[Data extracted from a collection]
== Segment start ==
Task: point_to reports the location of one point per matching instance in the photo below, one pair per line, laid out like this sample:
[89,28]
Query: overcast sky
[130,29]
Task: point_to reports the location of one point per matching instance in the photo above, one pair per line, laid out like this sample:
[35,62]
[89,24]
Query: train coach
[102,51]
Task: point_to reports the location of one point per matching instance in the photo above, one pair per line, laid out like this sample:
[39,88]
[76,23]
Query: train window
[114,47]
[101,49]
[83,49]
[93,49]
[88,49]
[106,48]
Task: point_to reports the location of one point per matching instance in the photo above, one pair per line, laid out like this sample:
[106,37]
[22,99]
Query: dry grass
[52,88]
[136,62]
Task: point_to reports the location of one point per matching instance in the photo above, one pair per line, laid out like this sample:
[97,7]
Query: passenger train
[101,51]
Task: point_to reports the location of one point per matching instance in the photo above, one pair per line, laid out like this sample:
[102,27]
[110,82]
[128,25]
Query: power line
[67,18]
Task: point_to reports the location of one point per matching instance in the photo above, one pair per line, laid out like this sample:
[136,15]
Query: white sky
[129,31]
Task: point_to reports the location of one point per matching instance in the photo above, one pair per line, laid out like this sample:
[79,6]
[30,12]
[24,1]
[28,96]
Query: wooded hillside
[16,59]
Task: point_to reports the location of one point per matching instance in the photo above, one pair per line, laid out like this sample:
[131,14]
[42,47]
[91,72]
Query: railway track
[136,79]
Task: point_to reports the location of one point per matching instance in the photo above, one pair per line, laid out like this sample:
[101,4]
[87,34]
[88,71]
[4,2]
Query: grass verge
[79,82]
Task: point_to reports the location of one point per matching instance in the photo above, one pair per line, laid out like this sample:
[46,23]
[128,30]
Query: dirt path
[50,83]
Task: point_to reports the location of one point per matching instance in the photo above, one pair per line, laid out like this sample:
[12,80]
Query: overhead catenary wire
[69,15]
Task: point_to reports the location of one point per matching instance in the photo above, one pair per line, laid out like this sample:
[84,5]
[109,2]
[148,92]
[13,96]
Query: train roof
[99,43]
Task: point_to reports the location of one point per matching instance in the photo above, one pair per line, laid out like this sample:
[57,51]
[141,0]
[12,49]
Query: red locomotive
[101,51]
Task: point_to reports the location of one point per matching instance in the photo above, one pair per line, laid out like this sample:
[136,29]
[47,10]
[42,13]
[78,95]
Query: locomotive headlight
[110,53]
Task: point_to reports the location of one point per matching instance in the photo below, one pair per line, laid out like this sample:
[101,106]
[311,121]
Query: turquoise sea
== Segment end ==
Please set down all of the records exactly.

- OUTPUT FOR THIS TASK -
Task: point_to reports the location of one point per matching instance in the photo below, one pair per line, laid out like this sample:
[89,28]
Query: overcast sky
[130,29]
Task: point_to reports the location of one point per matching instance in the photo above, one pair per line, laid out like this sample:
[35,62]
[89,24]
Query: train coach
[102,51]
Task: point_to reports the location of one point per matching instance in the photo above, one pair per line, laid out like this sample:
[39,88]
[76,23]
Query: train window
[114,47]
[101,49]
[83,49]
[93,49]
[88,49]
[106,48]
Task: point_to reports the location of one point per matching instance in the photo above, one pair per line, laid out like this sample:
[106,37]
[22,99]
Query: dry grass
[52,88]
[136,62]
Task: point_to reports the location of one point per matching instance in the photo above, one pair per line, laid out like this sample:
[97,7]
Query: passenger train
[101,51]
Task: point_to reports the location of one point per matching instance in the photo above, one pair per line, laid out like this sample:
[102,27]
[110,82]
[128,25]
Query: power line
[67,18]
Task: point_to reports the location of one point per matching instance in the photo above, one pair per line, laid out like this sample:
[136,15]
Query: white sky
[129,31]
Task: point_to reports the location of one point per matching instance in the photo above, one pair per line, laid out like this sample:
[79,6]
[30,12]
[24,1]
[28,96]
Query: wooded hillside
[16,59]
Task: point_to reports the location of one point per matching instance in the photo above, one pair per line, laid out like this sample:
[131,14]
[42,47]
[91,72]
Query: railway track
[136,79]
Task: point_to reports the location of one point per matching instance in the photo above, one pair per line, laid out like this sample:
[101,4]
[87,34]
[88,71]
[4,2]
Query: grass verge
[79,82]
Task: point_to reports the location of one point per matching instance in the photo above, one pair per line, laid out like this sample:
[46,23]
[128,30]
Query: dirt path
[50,83]
Task: point_to reports the location of one point per matching instance in the photo above, one pair per line, laid out like this sample:
[12,80]
Query: overhead catenary wire
[69,15]
Task: point_to reports the location of one point per matching instance in the photo above, one pair per line, laid out like this sample:
[84,5]
[109,2]
[148,92]
[13,96]
Query: train roof
[99,43]
Task: point_to reports the location of one point per matching instance in the photo above, one pair per line, laid out like this sample:
[57,51]
[141,0]
[12,49]
Query: red locomotive
[101,51]
Task: point_to reports the location of one point per matching instance in the photo above, one pair per line, laid out like this sample:
[136,29]
[47,10]
[42,13]
[78,95]
Query: locomotive headlight
[110,53]
Task: point_to reports the location of one point per matching instance in the photo below, one pair per line, laid out like this sample:
[101,106]
[311,121]
Query: turquoise sea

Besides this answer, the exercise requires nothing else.